DESCRIPTION OF THE TASK
Reproduce the material below verbatim, keeping every line in its original order.

○ ○ ○ ○ ○

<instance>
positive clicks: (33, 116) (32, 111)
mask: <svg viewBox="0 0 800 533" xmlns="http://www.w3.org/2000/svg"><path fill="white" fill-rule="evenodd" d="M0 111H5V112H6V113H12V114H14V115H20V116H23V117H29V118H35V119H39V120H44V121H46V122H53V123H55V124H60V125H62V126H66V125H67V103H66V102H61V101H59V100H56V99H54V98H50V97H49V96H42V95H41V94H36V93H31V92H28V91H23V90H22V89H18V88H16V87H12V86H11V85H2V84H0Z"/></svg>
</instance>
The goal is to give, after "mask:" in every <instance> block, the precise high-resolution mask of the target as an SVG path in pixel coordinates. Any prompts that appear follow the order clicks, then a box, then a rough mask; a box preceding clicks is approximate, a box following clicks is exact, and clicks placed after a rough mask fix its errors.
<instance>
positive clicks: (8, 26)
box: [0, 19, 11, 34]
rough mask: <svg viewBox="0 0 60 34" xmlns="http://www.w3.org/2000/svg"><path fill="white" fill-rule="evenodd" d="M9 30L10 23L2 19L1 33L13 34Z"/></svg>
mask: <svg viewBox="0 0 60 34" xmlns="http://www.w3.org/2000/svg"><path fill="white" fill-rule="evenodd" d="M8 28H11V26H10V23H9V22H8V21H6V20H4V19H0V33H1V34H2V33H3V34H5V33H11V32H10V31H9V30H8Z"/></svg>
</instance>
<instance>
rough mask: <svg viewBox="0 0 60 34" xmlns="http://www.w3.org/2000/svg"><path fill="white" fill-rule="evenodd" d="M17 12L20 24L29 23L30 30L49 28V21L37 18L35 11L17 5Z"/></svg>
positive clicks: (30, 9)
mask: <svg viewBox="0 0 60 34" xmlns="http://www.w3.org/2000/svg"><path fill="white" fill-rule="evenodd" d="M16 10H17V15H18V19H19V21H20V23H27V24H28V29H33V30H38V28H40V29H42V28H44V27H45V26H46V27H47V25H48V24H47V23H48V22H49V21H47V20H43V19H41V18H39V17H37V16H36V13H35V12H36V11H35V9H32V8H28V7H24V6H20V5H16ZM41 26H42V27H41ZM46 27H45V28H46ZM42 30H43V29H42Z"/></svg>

○ ○ ○ ○ ○

RESPONSE
<instance>
positive clicks: (33, 116) (32, 111)
mask: <svg viewBox="0 0 800 533" xmlns="http://www.w3.org/2000/svg"><path fill="white" fill-rule="evenodd" d="M0 111H5V112H6V113H12V114H14V115H20V116H23V117H29V118H35V119H39V120H44V121H46V122H53V123H55V124H60V125H62V126H66V125H67V103H66V102H61V101H59V100H56V99H54V98H50V97H49V96H42V95H41V94H36V93H31V92H28V91H23V90H22V89H18V88H16V87H12V86H11V85H2V84H0Z"/></svg>
</instance>
The goal is to give, after "mask:" in every <instance> block, the precise high-resolution mask of the target as an SVG path in pixel coordinates. Any prompts that appear follow the order clicks, then a box, then a rough mask; a box preceding clicks is approximate, a box following clicks is exact, and clicks placed after a rough mask fix its errors.
<instance>
positive clicks: (8, 26)
box: [0, 19, 11, 34]
rough mask: <svg viewBox="0 0 60 34" xmlns="http://www.w3.org/2000/svg"><path fill="white" fill-rule="evenodd" d="M9 30L10 23L2 19L1 33L13 34Z"/></svg>
mask: <svg viewBox="0 0 60 34" xmlns="http://www.w3.org/2000/svg"><path fill="white" fill-rule="evenodd" d="M8 28H11V26H10V23H9V22H8V21H6V20H4V19H0V33H1V34H2V33H3V34H5V33H11V32H10V31H9V30H8Z"/></svg>
</instance>
<instance>
rough mask: <svg viewBox="0 0 60 34" xmlns="http://www.w3.org/2000/svg"><path fill="white" fill-rule="evenodd" d="M17 12L20 24L29 23L30 30L49 28V21L37 18L35 11L17 5Z"/></svg>
positive clicks: (30, 9)
mask: <svg viewBox="0 0 60 34" xmlns="http://www.w3.org/2000/svg"><path fill="white" fill-rule="evenodd" d="M16 10H17V15H18V19H19V21H20V23H27V24H28V29H33V30H38V28H40V29H42V28H44V27H45V26H46V27H47V25H48V24H47V23H48V22H49V21H47V20H43V19H41V18H39V17H37V16H36V13H35V12H36V11H35V9H32V8H28V7H24V6H20V5H16ZM41 26H42V27H41ZM46 27H45V28H46ZM42 30H43V29H42Z"/></svg>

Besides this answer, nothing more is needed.